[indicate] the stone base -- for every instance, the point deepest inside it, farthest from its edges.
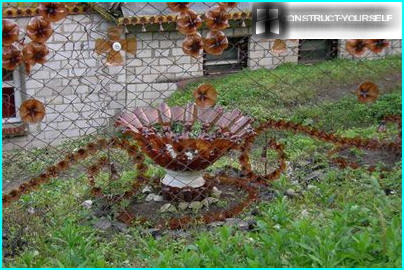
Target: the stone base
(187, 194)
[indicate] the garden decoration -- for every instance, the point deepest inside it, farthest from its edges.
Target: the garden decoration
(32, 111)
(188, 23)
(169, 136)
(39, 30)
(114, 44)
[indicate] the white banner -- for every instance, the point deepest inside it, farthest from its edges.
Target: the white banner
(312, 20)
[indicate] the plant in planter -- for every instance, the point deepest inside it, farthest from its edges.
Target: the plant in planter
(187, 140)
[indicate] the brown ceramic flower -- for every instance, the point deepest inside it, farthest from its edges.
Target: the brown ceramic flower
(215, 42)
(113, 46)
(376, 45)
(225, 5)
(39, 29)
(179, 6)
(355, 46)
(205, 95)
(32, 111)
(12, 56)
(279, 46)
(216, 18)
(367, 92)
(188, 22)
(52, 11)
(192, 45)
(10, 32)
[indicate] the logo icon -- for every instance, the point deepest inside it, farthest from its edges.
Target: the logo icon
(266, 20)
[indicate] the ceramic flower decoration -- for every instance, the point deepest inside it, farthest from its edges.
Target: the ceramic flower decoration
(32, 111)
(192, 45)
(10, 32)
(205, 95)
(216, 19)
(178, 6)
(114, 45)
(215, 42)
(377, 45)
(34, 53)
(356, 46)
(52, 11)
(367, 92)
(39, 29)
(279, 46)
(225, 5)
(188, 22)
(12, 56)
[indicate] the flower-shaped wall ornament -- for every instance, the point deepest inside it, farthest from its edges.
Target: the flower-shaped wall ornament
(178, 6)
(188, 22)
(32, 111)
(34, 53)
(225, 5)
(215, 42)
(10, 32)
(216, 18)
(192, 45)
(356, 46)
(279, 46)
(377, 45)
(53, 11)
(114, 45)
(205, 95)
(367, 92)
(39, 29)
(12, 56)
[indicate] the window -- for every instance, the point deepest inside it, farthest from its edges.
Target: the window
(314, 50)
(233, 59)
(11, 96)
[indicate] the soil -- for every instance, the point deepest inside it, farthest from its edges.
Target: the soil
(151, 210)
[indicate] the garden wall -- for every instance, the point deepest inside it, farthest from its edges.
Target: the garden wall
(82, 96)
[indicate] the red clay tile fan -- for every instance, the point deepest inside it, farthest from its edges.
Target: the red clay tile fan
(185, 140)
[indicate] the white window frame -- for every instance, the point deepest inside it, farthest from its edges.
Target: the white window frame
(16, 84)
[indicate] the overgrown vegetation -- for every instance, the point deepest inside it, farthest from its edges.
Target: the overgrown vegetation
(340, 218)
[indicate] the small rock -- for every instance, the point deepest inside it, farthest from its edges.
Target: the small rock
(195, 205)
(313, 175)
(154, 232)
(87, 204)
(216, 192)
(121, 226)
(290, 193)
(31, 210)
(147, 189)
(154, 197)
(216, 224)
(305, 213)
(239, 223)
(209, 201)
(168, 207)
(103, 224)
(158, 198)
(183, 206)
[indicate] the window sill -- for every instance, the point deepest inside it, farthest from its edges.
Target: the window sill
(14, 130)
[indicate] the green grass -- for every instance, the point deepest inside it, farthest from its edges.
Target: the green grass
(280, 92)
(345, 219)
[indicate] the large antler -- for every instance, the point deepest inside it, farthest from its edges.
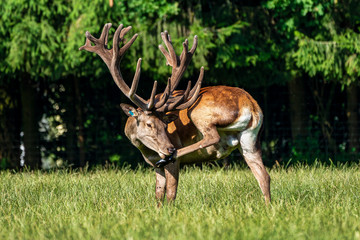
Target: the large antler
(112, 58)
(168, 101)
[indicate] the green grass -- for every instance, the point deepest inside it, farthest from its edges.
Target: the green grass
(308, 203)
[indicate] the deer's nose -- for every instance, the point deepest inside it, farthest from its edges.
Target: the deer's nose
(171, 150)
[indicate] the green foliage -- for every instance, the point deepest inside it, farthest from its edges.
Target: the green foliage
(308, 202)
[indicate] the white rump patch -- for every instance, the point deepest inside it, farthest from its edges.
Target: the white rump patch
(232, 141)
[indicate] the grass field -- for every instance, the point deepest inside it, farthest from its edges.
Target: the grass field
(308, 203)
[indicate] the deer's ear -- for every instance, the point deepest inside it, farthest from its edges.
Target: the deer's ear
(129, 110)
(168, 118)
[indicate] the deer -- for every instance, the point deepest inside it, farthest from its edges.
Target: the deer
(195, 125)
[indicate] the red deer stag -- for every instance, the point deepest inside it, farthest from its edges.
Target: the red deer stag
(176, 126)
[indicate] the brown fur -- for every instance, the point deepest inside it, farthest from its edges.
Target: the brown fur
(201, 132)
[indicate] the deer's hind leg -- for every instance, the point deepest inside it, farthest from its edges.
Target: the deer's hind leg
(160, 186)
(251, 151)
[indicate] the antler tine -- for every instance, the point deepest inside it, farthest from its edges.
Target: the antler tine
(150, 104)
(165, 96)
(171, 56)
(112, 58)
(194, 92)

####################

Starting at the line that contains "[indicate] the deer -- for" and continuing through the last line of the records, output those lines as a JSON list of strings, one string per line, with blank lines omitted.

■ In response:
[
  "[indicate] the deer -- for every instance, the point deepest inside it, farthest from its edges.",
  "Target: the deer",
  "(195, 125)",
  "[indicate] the red deer stag -- for every instance, the point deepest inside it, farthest from its edges.",
  "Target: the red deer stag",
  "(176, 126)",
  "[indicate] the brown fur -- for every instance, the point deepest inside it, farthest from its edges.",
  "Target: the brown fur",
  "(201, 132)",
  "[indicate] the deer's hind leg -- for every instance, the point deepest inside it, farthest from its edges.",
  "Target: the deer's hind leg",
  "(160, 186)",
  "(251, 151)",
  "[indicate] the antler tine -- for every instance, the point deepest inside it, farthest from its edges.",
  "Target: the antler tine",
  "(150, 104)",
  "(165, 96)",
  "(171, 56)",
  "(112, 58)",
  "(194, 92)"
]